▶ PROBLEM REQUIREMENTS: After locating the line that holds "Inside and outside", transcribe it and each following line to the end of the records, changing nothing and adding nothing.

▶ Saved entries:
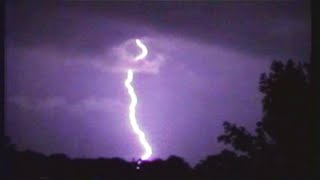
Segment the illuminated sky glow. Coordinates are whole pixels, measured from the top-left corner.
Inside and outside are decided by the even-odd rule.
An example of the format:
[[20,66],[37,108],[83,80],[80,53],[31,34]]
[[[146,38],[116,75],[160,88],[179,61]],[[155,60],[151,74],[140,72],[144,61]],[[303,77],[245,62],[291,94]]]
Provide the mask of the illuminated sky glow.
[[195,165],[225,148],[224,121],[255,133],[259,77],[273,60],[310,59],[308,1],[5,6],[5,134],[21,151],[140,158],[131,69],[148,160]]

▶ FINAL ANSWER:
Inside and outside are decided by the even-odd rule.
An example of the format:
[[20,66],[37,108],[83,80],[80,53],[31,34]]
[[[146,38],[116,75],[160,88],[179,61]],[[155,60],[151,74],[140,72],[144,61]],[[303,77],[245,62],[291,94]]]
Provide the mask of the illuminated sky glow.
[[195,165],[225,148],[224,121],[255,133],[259,77],[273,60],[310,59],[308,1],[5,6],[5,134],[21,151],[140,158],[131,69],[148,160]]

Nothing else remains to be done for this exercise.